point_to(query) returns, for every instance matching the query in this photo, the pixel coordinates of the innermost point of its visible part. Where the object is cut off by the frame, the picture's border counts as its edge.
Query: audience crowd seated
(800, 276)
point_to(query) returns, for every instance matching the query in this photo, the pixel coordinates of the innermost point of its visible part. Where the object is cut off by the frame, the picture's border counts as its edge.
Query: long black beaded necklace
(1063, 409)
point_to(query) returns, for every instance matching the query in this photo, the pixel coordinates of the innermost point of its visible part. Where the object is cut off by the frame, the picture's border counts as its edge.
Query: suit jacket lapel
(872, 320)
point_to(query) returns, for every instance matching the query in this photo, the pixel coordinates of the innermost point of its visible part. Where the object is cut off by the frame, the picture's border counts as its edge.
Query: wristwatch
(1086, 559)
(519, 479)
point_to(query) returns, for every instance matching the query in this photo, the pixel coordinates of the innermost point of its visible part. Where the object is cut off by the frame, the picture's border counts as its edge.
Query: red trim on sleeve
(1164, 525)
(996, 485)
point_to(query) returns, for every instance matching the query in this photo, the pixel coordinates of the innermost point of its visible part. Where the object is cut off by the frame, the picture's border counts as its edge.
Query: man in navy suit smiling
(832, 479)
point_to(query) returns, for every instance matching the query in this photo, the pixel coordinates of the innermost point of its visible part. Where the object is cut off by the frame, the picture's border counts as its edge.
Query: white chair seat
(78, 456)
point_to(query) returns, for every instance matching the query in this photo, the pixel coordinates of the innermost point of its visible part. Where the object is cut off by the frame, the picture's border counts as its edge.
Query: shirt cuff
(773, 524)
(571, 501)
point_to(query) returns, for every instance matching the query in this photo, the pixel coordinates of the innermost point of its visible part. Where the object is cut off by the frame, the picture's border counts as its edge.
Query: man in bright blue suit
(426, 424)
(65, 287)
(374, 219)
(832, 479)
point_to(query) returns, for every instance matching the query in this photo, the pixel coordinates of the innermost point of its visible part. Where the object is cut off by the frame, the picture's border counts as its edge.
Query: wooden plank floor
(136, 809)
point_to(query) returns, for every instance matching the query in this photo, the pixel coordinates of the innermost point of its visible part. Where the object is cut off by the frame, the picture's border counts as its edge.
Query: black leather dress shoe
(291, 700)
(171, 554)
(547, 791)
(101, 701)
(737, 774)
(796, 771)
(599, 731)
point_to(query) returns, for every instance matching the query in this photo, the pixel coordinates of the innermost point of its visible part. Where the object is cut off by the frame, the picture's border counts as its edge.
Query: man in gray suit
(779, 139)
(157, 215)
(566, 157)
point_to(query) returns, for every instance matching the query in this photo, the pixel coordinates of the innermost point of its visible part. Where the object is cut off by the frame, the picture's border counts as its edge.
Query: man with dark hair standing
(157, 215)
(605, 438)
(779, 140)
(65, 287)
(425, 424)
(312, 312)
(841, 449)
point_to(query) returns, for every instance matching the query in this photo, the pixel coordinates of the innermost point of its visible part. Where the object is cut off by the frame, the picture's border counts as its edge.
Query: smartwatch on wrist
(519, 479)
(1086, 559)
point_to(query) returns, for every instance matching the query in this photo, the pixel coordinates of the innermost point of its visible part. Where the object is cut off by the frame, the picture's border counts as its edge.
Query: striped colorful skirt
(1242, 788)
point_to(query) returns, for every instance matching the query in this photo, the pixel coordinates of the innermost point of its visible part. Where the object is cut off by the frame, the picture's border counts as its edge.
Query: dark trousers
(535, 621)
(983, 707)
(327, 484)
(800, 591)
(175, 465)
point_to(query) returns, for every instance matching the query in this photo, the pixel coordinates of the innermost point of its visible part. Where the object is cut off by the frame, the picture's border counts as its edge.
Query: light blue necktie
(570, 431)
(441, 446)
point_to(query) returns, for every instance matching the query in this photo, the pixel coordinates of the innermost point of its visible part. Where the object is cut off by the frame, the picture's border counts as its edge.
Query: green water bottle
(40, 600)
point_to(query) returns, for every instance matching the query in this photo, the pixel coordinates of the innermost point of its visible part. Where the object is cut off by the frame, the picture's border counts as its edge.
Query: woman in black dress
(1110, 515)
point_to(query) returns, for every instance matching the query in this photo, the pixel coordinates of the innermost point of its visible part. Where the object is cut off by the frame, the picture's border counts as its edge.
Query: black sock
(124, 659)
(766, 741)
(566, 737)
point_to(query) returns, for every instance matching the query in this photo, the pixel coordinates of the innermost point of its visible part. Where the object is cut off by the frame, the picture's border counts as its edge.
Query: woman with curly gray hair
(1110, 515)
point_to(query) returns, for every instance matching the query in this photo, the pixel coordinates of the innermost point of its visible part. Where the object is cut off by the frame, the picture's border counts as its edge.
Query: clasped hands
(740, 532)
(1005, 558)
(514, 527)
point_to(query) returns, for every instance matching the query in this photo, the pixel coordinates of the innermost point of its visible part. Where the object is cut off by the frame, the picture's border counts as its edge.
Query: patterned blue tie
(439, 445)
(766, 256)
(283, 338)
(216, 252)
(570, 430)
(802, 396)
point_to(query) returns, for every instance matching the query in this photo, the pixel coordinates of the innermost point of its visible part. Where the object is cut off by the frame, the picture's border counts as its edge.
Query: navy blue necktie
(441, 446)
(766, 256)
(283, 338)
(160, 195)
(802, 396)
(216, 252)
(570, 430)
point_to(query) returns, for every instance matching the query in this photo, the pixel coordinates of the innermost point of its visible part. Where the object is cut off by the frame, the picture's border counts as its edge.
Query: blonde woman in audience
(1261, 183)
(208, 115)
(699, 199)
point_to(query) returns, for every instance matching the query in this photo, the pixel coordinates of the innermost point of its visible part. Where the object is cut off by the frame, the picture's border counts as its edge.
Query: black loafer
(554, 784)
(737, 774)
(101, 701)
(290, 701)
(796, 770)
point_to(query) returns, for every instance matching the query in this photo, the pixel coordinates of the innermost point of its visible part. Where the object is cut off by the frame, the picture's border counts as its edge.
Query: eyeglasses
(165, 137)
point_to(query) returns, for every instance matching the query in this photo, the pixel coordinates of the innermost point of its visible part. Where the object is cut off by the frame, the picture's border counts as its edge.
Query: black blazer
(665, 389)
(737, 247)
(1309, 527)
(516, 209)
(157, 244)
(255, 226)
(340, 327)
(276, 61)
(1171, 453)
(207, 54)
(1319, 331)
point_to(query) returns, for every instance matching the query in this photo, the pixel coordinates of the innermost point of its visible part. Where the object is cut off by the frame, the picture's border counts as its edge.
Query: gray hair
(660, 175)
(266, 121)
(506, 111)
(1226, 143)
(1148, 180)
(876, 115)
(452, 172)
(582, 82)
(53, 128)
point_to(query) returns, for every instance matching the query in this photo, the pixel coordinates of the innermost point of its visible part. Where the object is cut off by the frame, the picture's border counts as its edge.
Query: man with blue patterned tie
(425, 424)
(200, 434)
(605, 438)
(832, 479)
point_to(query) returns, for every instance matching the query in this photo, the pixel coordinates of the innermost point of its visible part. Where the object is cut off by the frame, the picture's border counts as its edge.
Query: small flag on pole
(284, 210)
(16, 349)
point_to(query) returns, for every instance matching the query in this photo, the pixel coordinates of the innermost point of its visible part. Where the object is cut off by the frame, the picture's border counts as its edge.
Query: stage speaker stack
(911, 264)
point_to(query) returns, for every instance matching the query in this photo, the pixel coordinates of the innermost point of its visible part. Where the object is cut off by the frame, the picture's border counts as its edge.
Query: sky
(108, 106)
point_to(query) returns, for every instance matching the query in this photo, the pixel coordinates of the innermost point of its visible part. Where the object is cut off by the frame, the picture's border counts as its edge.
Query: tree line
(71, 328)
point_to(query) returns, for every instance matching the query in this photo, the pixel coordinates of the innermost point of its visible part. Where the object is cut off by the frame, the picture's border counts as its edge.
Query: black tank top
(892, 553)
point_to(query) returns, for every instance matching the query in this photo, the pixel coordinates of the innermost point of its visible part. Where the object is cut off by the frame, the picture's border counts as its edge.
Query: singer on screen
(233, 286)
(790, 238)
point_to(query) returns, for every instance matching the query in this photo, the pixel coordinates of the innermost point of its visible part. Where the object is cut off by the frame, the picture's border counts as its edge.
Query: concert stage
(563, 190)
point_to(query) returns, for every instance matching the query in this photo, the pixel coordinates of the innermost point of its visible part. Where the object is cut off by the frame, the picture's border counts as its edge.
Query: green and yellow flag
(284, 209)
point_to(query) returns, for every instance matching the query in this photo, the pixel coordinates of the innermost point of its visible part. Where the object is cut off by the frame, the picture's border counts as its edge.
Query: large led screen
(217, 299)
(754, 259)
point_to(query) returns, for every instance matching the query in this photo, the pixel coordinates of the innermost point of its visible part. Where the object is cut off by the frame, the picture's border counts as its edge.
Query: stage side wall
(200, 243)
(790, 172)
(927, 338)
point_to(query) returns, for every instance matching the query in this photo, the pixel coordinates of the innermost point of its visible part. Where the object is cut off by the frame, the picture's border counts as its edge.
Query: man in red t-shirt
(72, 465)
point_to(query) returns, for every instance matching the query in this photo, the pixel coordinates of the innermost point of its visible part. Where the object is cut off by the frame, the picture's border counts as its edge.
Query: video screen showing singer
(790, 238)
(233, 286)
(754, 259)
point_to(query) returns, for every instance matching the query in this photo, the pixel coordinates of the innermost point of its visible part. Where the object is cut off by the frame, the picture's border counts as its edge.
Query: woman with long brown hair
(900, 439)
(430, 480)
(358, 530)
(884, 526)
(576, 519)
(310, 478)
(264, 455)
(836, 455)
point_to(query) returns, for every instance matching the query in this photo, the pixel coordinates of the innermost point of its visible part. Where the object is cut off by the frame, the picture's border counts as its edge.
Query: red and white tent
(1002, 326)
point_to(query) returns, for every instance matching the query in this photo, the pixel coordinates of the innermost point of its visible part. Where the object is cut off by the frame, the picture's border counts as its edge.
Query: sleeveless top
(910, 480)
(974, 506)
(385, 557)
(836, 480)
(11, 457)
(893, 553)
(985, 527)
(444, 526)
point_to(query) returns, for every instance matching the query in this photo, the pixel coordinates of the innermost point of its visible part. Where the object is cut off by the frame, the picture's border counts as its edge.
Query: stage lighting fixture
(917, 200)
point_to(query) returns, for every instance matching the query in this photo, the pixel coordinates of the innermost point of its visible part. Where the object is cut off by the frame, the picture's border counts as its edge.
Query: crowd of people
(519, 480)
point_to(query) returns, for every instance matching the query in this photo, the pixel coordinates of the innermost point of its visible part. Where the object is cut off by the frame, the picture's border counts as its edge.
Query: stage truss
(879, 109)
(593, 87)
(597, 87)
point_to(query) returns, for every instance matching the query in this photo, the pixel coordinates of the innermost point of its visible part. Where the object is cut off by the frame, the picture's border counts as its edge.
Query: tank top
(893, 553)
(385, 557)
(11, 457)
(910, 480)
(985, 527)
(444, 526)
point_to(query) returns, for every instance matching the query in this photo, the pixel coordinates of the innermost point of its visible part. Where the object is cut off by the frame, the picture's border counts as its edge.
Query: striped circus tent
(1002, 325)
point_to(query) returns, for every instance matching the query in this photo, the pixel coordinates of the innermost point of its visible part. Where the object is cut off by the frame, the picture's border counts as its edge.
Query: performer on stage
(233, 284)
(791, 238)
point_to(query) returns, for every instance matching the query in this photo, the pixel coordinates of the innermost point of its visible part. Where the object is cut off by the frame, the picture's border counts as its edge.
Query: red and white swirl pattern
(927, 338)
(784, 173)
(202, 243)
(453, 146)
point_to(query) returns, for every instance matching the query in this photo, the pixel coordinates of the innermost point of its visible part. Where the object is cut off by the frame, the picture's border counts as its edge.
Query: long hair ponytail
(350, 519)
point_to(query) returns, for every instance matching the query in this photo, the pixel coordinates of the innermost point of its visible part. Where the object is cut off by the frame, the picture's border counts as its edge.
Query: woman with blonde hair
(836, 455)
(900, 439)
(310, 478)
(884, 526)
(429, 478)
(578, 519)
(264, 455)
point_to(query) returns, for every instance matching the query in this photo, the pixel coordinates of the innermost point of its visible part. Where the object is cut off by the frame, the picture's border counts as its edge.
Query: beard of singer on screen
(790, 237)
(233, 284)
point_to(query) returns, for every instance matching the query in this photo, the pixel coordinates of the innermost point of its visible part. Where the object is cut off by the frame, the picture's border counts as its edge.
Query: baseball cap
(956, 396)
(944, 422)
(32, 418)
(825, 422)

========

__Stated problem__: Please render the rows from the very first line up to and including the line with "(1063, 409)" as a JSON list of strings, one string per line, with blank lines left out.

__The response__:
[
  "point_to(query) returns, for every instance matching the query in this photo, the pixel coordinates of the innermost point of its visible part. Where the object is cut off by the frame, the picture's border counts as its edge.",
  "Query: audience crowd seated",
  "(800, 276)",
  "point_to(query) returns, for every instance matching the query in this photo, the pixel coordinates of the innermost point of its visible part. Where the object is cut off by the frame, the picture's border counts as its edge.",
  "Query: long black beaded necklace",
  "(1063, 409)"
]